** START **
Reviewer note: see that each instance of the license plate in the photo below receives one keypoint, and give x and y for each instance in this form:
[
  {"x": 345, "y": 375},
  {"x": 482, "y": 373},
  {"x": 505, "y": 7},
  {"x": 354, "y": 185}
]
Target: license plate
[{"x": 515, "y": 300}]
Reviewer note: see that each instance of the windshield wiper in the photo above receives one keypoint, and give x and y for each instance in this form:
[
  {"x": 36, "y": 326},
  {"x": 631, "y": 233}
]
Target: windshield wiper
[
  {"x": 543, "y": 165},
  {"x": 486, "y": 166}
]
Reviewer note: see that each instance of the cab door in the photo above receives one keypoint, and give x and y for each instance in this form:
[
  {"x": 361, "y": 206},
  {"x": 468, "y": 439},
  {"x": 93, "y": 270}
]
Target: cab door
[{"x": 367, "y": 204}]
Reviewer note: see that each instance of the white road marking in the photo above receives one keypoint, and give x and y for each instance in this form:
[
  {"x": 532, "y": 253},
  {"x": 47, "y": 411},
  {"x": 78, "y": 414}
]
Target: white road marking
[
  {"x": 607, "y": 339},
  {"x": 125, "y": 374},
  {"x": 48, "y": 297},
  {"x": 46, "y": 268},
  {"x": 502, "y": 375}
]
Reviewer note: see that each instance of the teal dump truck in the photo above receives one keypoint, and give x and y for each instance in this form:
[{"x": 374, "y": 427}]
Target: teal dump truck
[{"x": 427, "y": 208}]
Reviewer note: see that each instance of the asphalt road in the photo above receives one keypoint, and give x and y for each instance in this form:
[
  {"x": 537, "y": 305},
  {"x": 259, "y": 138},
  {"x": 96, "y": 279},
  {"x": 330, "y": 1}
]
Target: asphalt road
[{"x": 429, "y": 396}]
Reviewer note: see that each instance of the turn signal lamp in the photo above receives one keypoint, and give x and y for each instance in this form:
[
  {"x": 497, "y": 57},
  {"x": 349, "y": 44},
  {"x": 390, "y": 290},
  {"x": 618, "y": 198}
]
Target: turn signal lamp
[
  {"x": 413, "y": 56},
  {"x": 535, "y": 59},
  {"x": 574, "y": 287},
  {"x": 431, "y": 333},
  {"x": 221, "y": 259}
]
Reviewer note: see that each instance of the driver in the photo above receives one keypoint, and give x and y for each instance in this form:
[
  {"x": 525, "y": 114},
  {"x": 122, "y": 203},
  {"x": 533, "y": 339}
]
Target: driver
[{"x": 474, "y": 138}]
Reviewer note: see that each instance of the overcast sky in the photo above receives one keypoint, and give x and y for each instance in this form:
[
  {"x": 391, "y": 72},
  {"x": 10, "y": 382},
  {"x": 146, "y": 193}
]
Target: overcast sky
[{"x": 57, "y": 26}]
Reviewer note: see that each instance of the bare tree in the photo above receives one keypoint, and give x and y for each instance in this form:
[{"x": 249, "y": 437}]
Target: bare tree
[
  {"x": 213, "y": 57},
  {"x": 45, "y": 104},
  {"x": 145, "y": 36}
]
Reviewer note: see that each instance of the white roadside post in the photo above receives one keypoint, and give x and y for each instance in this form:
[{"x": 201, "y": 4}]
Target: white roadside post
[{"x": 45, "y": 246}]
** END **
-- WHAT THE TASK ASKS --
Write out all of the records above again, word for word, with nothing changed.

-- THE REPLY --
Reviewer note: see that each instance of the license plate in the photo below receives one keypoint, and give x and y for each instance in this form:
[
  {"x": 345, "y": 375},
  {"x": 482, "y": 373},
  {"x": 505, "y": 7},
  {"x": 354, "y": 185}
]
Target: license plate
[{"x": 515, "y": 300}]
Reviewer note: see that each instance of the windshield wiper in the photo above receives one keypoint, and give x and y for each instance in this form:
[
  {"x": 36, "y": 326},
  {"x": 631, "y": 233}
]
Target: windshield wiper
[
  {"x": 543, "y": 165},
  {"x": 486, "y": 166}
]
Reviewer note: see that each instance of the cab door in the photo above receives one keypoint, and give x and y for each instance in this form:
[
  {"x": 361, "y": 206},
  {"x": 468, "y": 439},
  {"x": 93, "y": 270}
]
Target: cab door
[{"x": 367, "y": 204}]
Reviewer note: see that each instance of the white road marking in the photo above receives one keypoint, and give x and y for each instance in this form:
[
  {"x": 532, "y": 253},
  {"x": 47, "y": 411},
  {"x": 78, "y": 414}
]
Target: white road marking
[
  {"x": 607, "y": 339},
  {"x": 125, "y": 374},
  {"x": 48, "y": 297},
  {"x": 46, "y": 268},
  {"x": 502, "y": 375}
]
Reviewer note: see that each instance of the teal dump truck in the photo above receives one keypoint, and give x and y for each instance in this form:
[{"x": 374, "y": 427}]
Target: teal dump truck
[{"x": 427, "y": 208}]
Reviewer note: see that each instance of the asphalt road in the photo above receives one keypoint, and give x and y for each instance in this form:
[
  {"x": 537, "y": 305},
  {"x": 259, "y": 138},
  {"x": 96, "y": 279},
  {"x": 330, "y": 1}
]
Target: asphalt road
[{"x": 429, "y": 396}]
Reviewer note: see that each instance of the turn signal lamp in the photo above receives one keypoint, and give x and y for each instance in this form:
[
  {"x": 497, "y": 57},
  {"x": 349, "y": 44},
  {"x": 390, "y": 290},
  {"x": 618, "y": 198}
]
Target: turn signal lamp
[
  {"x": 413, "y": 56},
  {"x": 535, "y": 59},
  {"x": 574, "y": 287},
  {"x": 431, "y": 333},
  {"x": 221, "y": 259}
]
Reviewer note: see that each instance of the driver in the photo above receives one keypoint, and give x and y for each instance in this form:
[
  {"x": 525, "y": 114},
  {"x": 122, "y": 203},
  {"x": 533, "y": 339}
]
Target: driver
[{"x": 474, "y": 138}]
Reviewer note: see that each instance of the overcast sky in the photo above receives one keypoint, and give x and y for each instance in this form:
[
  {"x": 391, "y": 72},
  {"x": 10, "y": 382},
  {"x": 146, "y": 193}
]
Target: overcast sky
[{"x": 57, "y": 26}]
Reviewer note: see that each instance of the bare tree in the photo above receives one keypoint, and give x and y for each instance in this form:
[{"x": 249, "y": 437}]
Target: bare tree
[
  {"x": 213, "y": 57},
  {"x": 45, "y": 104},
  {"x": 145, "y": 36}
]
Reviewer note: see that each instance of the white roadside post in the photo above receives one keypoint, and give x and y for each instance in this form:
[{"x": 201, "y": 4}]
Target: white roadside post
[{"x": 45, "y": 246}]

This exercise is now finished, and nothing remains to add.